Text excerpt =>
━━━━━━━━━━━━━━━━━━━━━━━━━━━━━━

With so very little going on this week in terms of action, the staff at College Basketball Talk is going back to school. Over the next five days, the CBT Staff will be responsible for answering an essay question in one of five different subjects.

Monday:Sociology
Tuesday: Psychology.
Wednesday: Statistics
Thursday: Physical Education

The final essay of exam week is the dreaded business final. I think you know what that means?

The Big East conference is in a a state of flux never seen before in it’s existence. With the addition of several football-only programs, along with a bevy of former C-USA programs, what can the Big East do to reclaim it’s position as the nation’s premier basketball conference. If you believe this is not an option, detail the best options for the traditional basketball schools.

By Eric Angevine

I know this isn’t the original assignment, but it’s been a really rough week. My grandma died, the dog ate my textbook and my girlfriend broke up with me and started sleeping with my roommate. And if that wasn’t bad enough, the Big East went and dissolved on top of everything. So I hope you’ll understand; my original power-point presentation about saving the league is attached just in case, but I decided to pull an all-nighter and create a vertically integrated synergistic marketing portfolio to guide the formation of a theoretical basketball-only super league with the Catholic Seven at its core.

The dissolution of the Big East was handled well, from a business standpoint. The core of basketball-only schools known as the Catholic Seven – Georgetown, Marquette, DePaul, St. John’s, Seton Hall, Villanova and Providence – took control of the situation instead of waiting to be marginalized. By leaving on their own terms, the seven schools are now bargaining from a position of strength. They can act as a united group of basketball powers, rather than reactive individuals in a football-driven realignment scenario.
An analysis of the relative strengths and weaknesses of the Catholic Seven will reveal much.

Strengths
• Unity of purpose. By acting in concert, the Catholic Seven have defined their own business paradigm.
• Media markets. New York, Washington D.C., Chicago and Philadelphia anchor a powerful nexus of desirable urban media markets.
• History. Thirty-four combined Final Four appearances and three national titles.
• Legislative freedom. The Catholic Seven can literally write their own bylaws and choose their own business partners, free from the non-basketball decisions made by Mike Aresco over the past several months.
• Coaches. From Steve Lavin to Buzz Williams, this is a very marketable group of motivated men who will provide a face for the new league that emerges.

Weaknesses
• Money. Football has been driving realignment because football makes the money.
• Negotiating power. Without football money, media rights deals will be more difficult to value, which gives the Catholic Seven and any future partners limited negotiating strength.

With these factors in mind, the Catholic Seven can properly assess risk and reward. They can form a new basketball-centric super league that will redefine the sports landscape. If they act from their strengths rather than their weaknesses, this league can be a boon to all stakeholders.

━━━━━━━━━━━━━━━━━━━━━━━━━━━━━━

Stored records
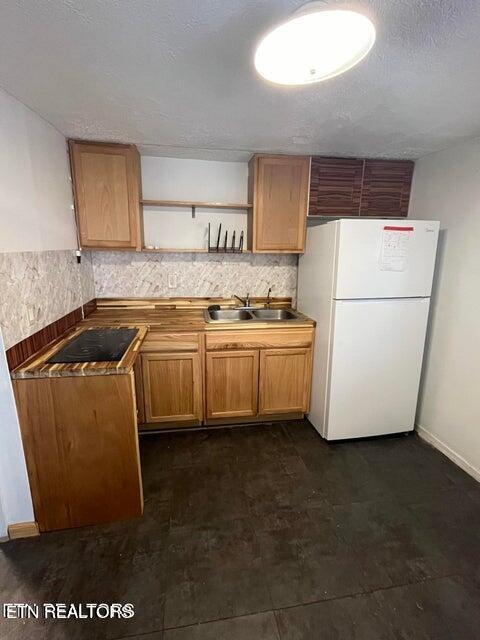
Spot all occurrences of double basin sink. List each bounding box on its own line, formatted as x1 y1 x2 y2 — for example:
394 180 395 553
204 309 299 322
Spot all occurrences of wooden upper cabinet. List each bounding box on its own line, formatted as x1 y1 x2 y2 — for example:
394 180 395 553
309 157 414 218
360 160 414 217
69 140 142 250
308 157 363 217
249 155 310 253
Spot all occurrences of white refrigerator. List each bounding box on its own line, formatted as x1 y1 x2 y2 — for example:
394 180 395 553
298 219 440 440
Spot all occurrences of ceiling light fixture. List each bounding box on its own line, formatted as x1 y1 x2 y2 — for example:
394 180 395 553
255 1 375 85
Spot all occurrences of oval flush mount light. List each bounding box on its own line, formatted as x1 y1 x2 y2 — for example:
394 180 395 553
255 2 375 85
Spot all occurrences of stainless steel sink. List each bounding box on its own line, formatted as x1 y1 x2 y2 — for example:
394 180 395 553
204 309 299 322
252 309 297 320
207 309 253 322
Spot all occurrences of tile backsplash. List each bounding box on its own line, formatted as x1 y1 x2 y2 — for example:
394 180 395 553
0 250 297 349
0 250 95 349
91 251 297 300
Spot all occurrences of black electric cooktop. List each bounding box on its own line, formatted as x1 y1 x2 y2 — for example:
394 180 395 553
48 327 138 364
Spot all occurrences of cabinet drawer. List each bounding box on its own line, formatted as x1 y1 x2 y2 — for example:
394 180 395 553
141 331 199 353
206 329 313 351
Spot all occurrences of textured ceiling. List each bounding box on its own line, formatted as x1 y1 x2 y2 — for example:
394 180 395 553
0 0 480 159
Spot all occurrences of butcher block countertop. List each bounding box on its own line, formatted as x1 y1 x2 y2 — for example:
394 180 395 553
11 298 315 379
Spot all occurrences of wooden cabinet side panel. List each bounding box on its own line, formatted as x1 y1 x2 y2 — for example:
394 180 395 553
253 156 310 253
142 353 202 422
13 378 71 531
206 351 258 419
133 357 145 424
259 349 310 415
50 374 143 527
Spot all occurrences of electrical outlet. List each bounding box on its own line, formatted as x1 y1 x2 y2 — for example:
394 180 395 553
27 304 37 324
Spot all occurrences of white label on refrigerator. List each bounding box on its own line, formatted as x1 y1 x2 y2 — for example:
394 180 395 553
380 227 413 271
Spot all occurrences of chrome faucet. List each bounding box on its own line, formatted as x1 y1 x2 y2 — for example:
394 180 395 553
266 287 272 309
233 293 251 308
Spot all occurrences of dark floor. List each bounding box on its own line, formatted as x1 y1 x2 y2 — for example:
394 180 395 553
0 422 480 640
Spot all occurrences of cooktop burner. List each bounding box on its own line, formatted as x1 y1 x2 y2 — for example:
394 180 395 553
48 327 138 364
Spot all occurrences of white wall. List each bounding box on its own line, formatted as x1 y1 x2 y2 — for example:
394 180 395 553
0 89 76 251
0 331 34 538
0 90 80 538
142 156 248 249
409 139 480 480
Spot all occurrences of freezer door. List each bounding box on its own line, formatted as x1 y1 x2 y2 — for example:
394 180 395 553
323 298 430 440
333 219 440 299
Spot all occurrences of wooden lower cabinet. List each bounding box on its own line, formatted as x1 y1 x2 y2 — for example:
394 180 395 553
206 350 258 419
13 374 143 531
142 353 202 423
258 349 311 415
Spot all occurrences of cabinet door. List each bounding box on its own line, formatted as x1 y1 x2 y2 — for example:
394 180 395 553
360 160 414 218
206 351 258 419
142 353 202 422
250 156 310 253
70 141 142 249
308 157 363 217
259 349 311 415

━━━━━━━━━━━━━━━━━━━━━━━━━━━━━━

Problems and tasks =>
a: According to the Big East essay, which schools make up the Catholic Seven?
b: Please condense the paragraph of the Big East essay that begins "The dissolution of the Big East was handled well" into a short bulleted list that keeps its main facts.
c: Carry the Big East essay forward from its final sentence.

Solved tasks =>
a: Georgetown, Marquette, DePaul, St. John's, Seton Hall, Villanova and Providence.

b:
- From a business standpoint, the Big East's dissolution was handled well.
- The Catholic Seven (Georgetown, Marquette, DePaul, St. John's, Seton Hall, Villanova and Providence) took control instead of waiting to be marginalized.
- Leaving on their own terms lets them bargain from a position of strength.
- They can act as a united group of basketball powers rather than as reactive individuals in football-driven realignment.

c:
New members should be invited based on their ability to fit in with the aforementioned strengths, with one caveat: the league should have a reasonable geographical footprint, extending no farther west than the Chicago/Milwaukee outpost already established in the core group.

With those strictures in place, the following members should be invited:
Butler. The Indianapolis market, historical and recent basketball success, Brad Stevens and Hinkle Fieldhouse make the Bulldogs a perfect fit.
Temple. The natural rivalry between Villanova and Temple strengthens the league’s metro base.
Virginia Commonwealth. Richmond is not the biggest media market, but Shaka Smart and his up-tempo style of play will energize the league, giving it a youthful hipness no other potential member can provide.
Xavier. Losing Cincinnati to the football-loving crowd hurts. Bringing in the Bearcats’ natural rival is a great basketball decision, and allows the new league to keep fans in the Queen City.
Detroit. The league’s profile has already extended across the Rust Belt’s biggest cities, so it makes sense to grab this media market as well. Ray McCallum has the team on the right track on Dick Vitale Court, as well.
George Mason. Another nod to the D.C. metro area, a new rivalry for Georgetown and a strong history make this one a good choice.
Cleveland State. Locking up an East Coast/Rust Belt core makes the most sense. The Vikings have had some tourney success and bring Cleveland’s TVs into the mix.

This leaves the league with 14 teams, a sensible geographic footprint, and a rich basketball product. For now, teams like Creighton and Davidson, while admittedly high in basketball tradition, do not make the grade. Travel constraints and questionable media markets make them initially unattractive, though their national profile merits inclusion in the discussion.

If the theoretical new league avoids emulating the chaos of football realignment by shortening its reach and making decisions methodically, something new and powerful can emerge from the wreckage of the Big East.
And, best of all, there’s a golden, shimmering opportunity to choose a league name that doesn’t sound stupid. That alone is a pearl of great value.

Professor’s Notes: This is an absolutely tremendous outline on how to form the best possible basketball-only conference. Really, it is. The make-up of your desired conference would be great for the sport and for fans. However, you failed to answer much of the essay topic and provided you’re response in outline form. Then again, much has changed since this topic was issued at the beginning of the week, so you are being given a slight pass. Nonetheless, insert Billy Madison or Animal House quote here.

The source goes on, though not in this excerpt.